Rewrite the lines of all the records below as a single numbered list, omitting any blank lines.

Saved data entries
────────────────

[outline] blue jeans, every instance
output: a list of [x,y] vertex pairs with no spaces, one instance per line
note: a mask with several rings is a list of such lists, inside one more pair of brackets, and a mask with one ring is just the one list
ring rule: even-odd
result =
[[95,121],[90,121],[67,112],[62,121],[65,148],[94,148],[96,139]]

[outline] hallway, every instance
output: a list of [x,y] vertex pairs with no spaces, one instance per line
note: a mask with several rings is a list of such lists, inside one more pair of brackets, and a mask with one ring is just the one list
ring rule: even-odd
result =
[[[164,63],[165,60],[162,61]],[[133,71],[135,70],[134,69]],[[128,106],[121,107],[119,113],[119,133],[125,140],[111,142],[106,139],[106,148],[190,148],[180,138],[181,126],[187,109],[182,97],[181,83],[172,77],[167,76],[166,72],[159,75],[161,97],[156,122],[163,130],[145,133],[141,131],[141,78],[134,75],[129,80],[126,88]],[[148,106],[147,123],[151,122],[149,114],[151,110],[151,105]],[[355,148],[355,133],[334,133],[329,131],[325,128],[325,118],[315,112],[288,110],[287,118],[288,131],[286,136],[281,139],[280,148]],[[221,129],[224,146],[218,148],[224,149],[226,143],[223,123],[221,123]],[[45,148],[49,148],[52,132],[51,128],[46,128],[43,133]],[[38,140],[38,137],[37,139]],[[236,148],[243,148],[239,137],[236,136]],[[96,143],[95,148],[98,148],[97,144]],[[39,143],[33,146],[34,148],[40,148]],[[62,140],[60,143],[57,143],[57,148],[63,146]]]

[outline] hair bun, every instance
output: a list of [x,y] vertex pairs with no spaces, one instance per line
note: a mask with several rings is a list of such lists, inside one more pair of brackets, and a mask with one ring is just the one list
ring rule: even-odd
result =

────────────────

Task answer
1. [outline] blue jeans, every instance
2. output: a list of [x,y] vertex pairs with no spaces, one instance per line
3. note: a mask with several rings is a list of such lists, inside one more pair of brackets, and a mask with one ring is just the one list
4. ring rule: even-odd
5. result =
6. [[95,121],[90,121],[67,112],[62,121],[65,148],[94,148],[96,139]]
7. [outline] hallway, every instance
8. output: a list of [x,y] vertex pairs with no spaces, one instance per line
9. note: a mask with several rings is a list of such lists, inside one more pair of brackets, and a mask with one ring is just the one list
10. ring rule: even-odd
11. result =
12. [[[164,63],[165,60],[162,61]],[[133,71],[135,70],[134,69]],[[128,106],[121,107],[119,113],[119,133],[125,140],[111,142],[106,139],[106,148],[190,148],[180,138],[181,126],[187,109],[182,97],[181,83],[172,77],[167,76],[166,72],[159,75],[161,97],[156,122],[163,130],[145,133],[141,131],[141,78],[134,75],[129,80],[126,88]],[[148,106],[147,123],[151,122],[149,114],[151,110],[151,105]],[[355,148],[355,133],[334,133],[329,131],[325,128],[325,118],[315,112],[288,110],[287,118],[288,131],[286,136],[281,139],[280,148]],[[221,129],[224,146],[218,148],[224,149],[226,143],[223,123],[221,123]],[[45,148],[49,148],[52,132],[51,128],[46,128],[43,133]],[[38,140],[38,137],[37,139]],[[236,148],[243,148],[239,137],[236,136]],[[96,143],[95,148],[98,148],[97,144]],[[39,143],[33,146],[34,148],[40,148]],[[62,140],[60,143],[57,143],[57,148],[63,146]]]
13. [outline] hair bun, every instance
14. output: a list of [x,y] vertex pairs with no spaces, one instance per line
15. note: a mask with several rings is a list of such lists, inside one more pair of brackets, and a mask with one ring is just the one list
16. ring rule: even-odd
17. result =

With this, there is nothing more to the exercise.